» Tasks to carry out
(a) Answer these questions from the text on cormorant droppings, one answer per line, marked (i), (ii), (iii):
(i) What does Lee regularly do around the reservoir?
(ii) How many great cormorants now live on the lake and islet?
(iii) Which two nutrients are the birds' droppings rich in?
(b) Summarize the text on cormorant droppings in two sentences.

Studying the effects of great cormorant droppings on water reservoirs is a dirty job, but someone's got to do it.
At the Maji Agricultural Reservoir in Wonju, Gangwond-do, South Korea, that someone is Tae Kwon Lee. Lee regularly jogs around the reservoir. One day he noticed large black birds completely covering the small island in the lake. The black birds were great cormorants, a type of large water bird, and the trees on the islet were completely covered in the birds' feces. As time passed, Lee made another observation: the lake suffered a severe algal bloom.
Algal blooms deplete oxygen in lakes, produce toxins, and end up killing aquatic life in the lake. This sequence of events got Lee wondering: Did the bird feces cause or contribute to the algal bloom?
The Maji reservoir is an important water source for local farmers who use the water for their crops in the summer. Maintaining water quality is important. About five years ago, the cormorants showed up and now there are 300-500 great cormorants inhabiting the lake and islet. That's a lot of birds and a lot of bird feces, so it's important to understand how the bird feces affects the water. The bird droppings are rich in phosphorus and nitrogen, and when it gets into the water, it adds those nutrients to the water.
Adding nutrients to an existing ecosystem can have a cascading effect. "The feces can influence not only water quality but also whole ecosystems including plants, soil, and other birds," explains Lee.

» Information provided
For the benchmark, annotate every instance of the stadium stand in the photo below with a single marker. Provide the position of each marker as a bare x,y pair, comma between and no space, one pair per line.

» Answers to the tasks
(a)
(i) He jogs around it.
(ii) 300-500.
(iii) Phosphorus and nitrogen.

(b) While jogging around the Maji Agricultural Reservoir in South Korea, Tae Kwon Lee saw great cormorants and their feces covering the lake's islet, and a severe algal bloom later followed. This led him to ask whether the droppings, which are rich in phosphorus and nitrogen, caused or contributed to the bloom in a reservoir that local farmers depend on for their crops.